DATA FOR THE TASK >>
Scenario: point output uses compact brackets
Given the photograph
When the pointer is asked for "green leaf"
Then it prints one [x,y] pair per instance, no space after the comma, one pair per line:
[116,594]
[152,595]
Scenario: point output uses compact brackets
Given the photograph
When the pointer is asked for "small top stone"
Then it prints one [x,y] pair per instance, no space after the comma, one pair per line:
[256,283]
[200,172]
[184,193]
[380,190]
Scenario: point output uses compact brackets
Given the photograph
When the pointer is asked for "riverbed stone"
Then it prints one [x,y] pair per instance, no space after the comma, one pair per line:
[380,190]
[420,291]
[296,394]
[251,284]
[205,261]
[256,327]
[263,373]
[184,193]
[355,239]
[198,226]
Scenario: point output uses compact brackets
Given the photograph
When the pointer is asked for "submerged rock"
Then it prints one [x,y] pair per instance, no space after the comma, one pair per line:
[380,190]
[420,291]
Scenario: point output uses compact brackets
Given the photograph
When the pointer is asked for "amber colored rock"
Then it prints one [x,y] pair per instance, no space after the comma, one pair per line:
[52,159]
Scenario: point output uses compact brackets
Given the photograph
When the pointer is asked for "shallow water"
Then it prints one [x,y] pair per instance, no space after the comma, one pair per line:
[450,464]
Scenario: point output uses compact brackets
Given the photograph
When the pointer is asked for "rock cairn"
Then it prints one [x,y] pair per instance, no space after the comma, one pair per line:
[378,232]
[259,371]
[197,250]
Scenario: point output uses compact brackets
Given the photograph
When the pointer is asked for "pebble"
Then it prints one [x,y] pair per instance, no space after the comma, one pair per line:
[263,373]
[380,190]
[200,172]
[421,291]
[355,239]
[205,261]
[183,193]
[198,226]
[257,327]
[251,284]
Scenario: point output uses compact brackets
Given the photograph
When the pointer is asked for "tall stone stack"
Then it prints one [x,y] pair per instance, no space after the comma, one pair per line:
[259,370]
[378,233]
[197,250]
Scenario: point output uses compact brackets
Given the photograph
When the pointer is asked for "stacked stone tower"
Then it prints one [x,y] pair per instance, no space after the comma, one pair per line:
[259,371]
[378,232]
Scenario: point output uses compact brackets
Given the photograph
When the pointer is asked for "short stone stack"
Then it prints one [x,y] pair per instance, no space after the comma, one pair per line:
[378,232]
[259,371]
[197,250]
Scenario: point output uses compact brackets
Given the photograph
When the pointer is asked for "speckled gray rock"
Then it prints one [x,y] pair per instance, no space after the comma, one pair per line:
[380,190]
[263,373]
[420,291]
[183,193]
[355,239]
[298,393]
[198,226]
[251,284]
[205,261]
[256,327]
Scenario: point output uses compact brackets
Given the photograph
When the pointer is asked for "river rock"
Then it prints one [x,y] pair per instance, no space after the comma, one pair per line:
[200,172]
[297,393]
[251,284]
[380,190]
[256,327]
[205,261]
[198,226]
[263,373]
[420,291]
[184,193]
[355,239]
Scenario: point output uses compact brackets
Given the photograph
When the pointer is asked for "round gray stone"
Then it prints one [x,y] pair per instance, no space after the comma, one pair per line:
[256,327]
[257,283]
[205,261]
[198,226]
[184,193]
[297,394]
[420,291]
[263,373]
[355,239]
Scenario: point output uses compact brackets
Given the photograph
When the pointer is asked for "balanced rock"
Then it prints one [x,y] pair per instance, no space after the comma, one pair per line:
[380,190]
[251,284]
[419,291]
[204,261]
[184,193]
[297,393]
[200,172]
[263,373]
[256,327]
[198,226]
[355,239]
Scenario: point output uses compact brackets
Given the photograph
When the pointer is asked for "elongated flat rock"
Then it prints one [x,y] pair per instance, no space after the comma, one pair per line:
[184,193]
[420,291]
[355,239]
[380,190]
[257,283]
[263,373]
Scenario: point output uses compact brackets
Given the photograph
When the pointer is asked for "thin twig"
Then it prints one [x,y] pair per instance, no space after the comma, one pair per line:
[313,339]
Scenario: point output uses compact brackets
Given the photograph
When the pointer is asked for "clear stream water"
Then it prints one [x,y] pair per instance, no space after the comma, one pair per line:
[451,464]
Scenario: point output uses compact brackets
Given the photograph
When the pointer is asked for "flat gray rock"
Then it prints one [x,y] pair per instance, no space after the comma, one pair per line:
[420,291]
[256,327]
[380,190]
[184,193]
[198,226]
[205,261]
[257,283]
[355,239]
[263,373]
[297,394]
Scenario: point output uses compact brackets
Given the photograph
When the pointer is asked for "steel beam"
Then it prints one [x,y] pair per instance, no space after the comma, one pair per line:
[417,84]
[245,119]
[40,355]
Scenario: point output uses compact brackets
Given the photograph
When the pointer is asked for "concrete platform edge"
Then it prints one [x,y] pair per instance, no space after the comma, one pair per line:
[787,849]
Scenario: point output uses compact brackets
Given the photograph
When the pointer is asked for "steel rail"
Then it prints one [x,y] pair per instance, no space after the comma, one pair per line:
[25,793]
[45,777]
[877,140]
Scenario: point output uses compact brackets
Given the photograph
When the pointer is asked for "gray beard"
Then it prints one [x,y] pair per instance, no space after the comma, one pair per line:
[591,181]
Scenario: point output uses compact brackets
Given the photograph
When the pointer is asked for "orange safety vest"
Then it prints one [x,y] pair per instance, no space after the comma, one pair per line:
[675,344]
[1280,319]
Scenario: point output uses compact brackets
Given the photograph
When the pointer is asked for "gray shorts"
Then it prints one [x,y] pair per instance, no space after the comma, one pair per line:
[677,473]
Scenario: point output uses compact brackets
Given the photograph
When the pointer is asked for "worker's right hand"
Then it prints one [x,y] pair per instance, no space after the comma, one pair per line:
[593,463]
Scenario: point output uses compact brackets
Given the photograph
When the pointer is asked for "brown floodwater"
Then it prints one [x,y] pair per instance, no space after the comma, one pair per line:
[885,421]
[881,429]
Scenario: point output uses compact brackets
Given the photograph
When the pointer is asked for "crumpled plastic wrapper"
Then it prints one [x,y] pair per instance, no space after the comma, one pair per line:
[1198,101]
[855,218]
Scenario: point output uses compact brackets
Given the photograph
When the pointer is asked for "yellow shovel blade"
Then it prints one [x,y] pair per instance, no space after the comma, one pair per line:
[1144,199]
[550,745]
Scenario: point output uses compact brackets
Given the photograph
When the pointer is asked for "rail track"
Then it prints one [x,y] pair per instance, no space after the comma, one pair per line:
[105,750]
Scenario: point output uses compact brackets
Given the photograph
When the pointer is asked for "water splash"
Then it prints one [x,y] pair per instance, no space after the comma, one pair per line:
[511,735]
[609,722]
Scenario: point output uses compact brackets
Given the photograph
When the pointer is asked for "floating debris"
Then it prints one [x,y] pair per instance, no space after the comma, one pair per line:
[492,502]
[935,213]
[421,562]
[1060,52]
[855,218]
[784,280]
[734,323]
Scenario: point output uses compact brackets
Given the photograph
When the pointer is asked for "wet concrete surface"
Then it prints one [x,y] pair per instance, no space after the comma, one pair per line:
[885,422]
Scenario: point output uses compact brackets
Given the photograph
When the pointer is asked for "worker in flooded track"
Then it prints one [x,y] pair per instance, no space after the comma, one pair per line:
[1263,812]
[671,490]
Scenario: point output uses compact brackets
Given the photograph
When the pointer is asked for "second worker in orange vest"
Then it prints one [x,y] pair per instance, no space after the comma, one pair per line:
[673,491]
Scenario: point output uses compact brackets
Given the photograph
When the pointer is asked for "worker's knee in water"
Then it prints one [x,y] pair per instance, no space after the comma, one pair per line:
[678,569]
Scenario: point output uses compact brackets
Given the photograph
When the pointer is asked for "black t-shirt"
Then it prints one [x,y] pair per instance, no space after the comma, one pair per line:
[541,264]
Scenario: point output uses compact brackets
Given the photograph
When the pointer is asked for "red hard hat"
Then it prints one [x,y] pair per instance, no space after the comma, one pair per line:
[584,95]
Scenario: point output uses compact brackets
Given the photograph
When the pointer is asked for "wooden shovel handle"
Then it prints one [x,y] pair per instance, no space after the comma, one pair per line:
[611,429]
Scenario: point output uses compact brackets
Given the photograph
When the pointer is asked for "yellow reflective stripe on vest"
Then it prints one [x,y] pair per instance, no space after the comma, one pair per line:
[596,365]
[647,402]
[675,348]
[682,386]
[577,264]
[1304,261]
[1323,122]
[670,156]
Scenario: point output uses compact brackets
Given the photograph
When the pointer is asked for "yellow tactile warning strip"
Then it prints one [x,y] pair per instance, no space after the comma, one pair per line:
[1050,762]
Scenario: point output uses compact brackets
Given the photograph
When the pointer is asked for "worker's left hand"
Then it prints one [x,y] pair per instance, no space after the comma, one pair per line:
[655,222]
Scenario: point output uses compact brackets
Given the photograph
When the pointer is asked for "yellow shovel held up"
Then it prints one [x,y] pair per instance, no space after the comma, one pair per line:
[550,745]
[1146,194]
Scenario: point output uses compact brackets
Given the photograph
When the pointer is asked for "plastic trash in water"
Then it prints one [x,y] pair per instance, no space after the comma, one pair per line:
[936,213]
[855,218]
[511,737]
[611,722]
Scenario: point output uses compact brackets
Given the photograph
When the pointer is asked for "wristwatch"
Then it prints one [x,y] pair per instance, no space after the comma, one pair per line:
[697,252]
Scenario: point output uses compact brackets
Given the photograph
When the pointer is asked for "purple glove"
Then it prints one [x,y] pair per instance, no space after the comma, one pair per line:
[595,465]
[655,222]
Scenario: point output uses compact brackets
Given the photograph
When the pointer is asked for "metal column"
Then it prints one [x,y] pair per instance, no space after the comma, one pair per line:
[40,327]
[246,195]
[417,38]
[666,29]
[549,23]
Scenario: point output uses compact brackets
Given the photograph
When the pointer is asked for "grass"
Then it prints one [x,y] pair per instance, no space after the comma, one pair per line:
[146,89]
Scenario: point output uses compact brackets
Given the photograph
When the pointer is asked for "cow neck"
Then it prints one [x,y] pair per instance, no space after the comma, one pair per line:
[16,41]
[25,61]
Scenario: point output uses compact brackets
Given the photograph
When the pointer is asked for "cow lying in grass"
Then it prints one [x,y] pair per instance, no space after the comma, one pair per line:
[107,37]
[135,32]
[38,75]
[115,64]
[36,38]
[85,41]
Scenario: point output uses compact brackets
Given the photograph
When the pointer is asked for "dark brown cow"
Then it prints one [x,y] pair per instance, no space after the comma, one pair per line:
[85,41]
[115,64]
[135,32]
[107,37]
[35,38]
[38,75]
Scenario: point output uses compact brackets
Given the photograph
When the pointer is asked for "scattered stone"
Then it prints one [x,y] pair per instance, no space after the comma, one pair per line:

EXERCISE GOAL >>
Set aside each line above that includes the string "rock" and report it.

ANSWER TO THIS EXERCISE >>
When the pointer is asked for "submerged rock"
When the pointer is asked for "amber colored rock"
When the pointer is asked for "rock cairn"
When the pointer is asked for "speckled gray rock"
When the pointer is asked for "river rock"
When the pointer is asked for "balanced rock"
When the pointer is asked for "elongated flat rock"
When the pointer is asked for "flat gray rock"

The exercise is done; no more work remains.